* TASK DETAILS
Pick out each line below that contains the word "window" and copy those lines in full. Uppercase and lowercase letters must match.
··· TASK MATERIAL
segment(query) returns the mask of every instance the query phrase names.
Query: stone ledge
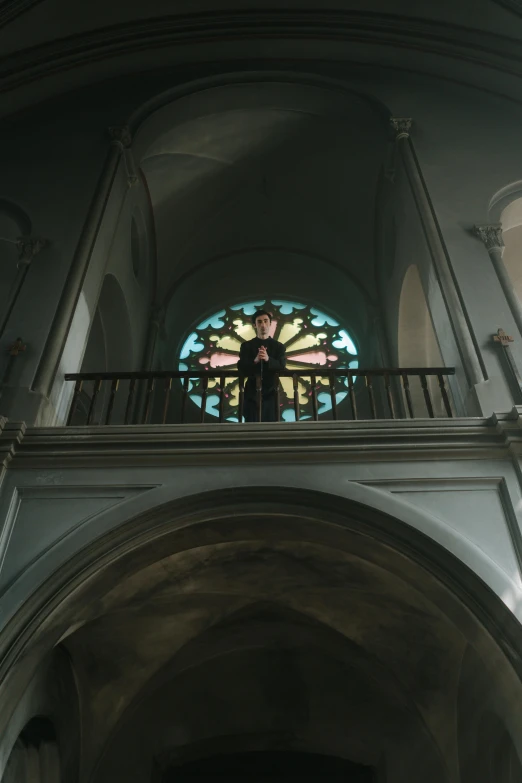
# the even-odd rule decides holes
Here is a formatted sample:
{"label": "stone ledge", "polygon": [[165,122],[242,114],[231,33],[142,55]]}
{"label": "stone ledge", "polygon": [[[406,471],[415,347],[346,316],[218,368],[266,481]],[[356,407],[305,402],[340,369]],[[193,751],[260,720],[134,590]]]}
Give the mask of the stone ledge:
······
··· TASK MATERIAL
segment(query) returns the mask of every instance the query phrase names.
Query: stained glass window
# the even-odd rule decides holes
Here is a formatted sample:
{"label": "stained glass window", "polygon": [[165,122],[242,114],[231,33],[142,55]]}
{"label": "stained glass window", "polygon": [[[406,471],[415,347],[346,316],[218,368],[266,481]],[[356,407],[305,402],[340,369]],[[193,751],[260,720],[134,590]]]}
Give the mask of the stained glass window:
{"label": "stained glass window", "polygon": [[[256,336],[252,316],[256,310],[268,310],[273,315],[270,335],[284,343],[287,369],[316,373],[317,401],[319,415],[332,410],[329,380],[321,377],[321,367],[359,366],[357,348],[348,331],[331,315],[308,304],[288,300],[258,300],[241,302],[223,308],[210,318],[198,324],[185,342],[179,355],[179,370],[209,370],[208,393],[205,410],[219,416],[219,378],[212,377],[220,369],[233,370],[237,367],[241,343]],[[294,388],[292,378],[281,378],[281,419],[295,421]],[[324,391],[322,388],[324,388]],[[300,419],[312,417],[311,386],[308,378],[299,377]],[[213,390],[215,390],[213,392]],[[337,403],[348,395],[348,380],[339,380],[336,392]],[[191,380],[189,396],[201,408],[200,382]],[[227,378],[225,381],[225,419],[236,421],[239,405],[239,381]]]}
······
* OUTPUT OF THE TASK
Query: stained glass window
{"label": "stained glass window", "polygon": [[165,122],[242,114],[231,33],[142,55]]}
{"label": "stained glass window", "polygon": [[[406,471],[415,347],[346,316],[218,368],[266,481]],[[356,407],[305,402],[340,369]],[[193,751],[260,720],[134,590]]]}
Give the mask of the stained glass window:
{"label": "stained glass window", "polygon": [[[256,336],[252,316],[256,310],[268,310],[273,315],[270,335],[284,343],[287,369],[316,373],[317,401],[319,415],[332,410],[329,380],[321,377],[321,367],[359,366],[357,348],[348,331],[331,315],[308,304],[288,300],[258,300],[241,302],[223,308],[210,318],[198,324],[185,342],[179,355],[179,370],[209,370],[208,393],[205,410],[219,416],[219,378],[212,377],[220,369],[233,370],[237,367],[241,343]],[[294,388],[292,378],[281,378],[281,419],[295,421]],[[324,391],[322,388],[324,388]],[[300,419],[312,417],[311,386],[308,378],[299,377]],[[213,390],[215,390],[213,392]],[[337,403],[348,395],[348,380],[339,380],[336,392]],[[191,380],[189,396],[201,408],[200,382]],[[227,378],[225,381],[225,419],[236,421],[239,405],[239,381]]]}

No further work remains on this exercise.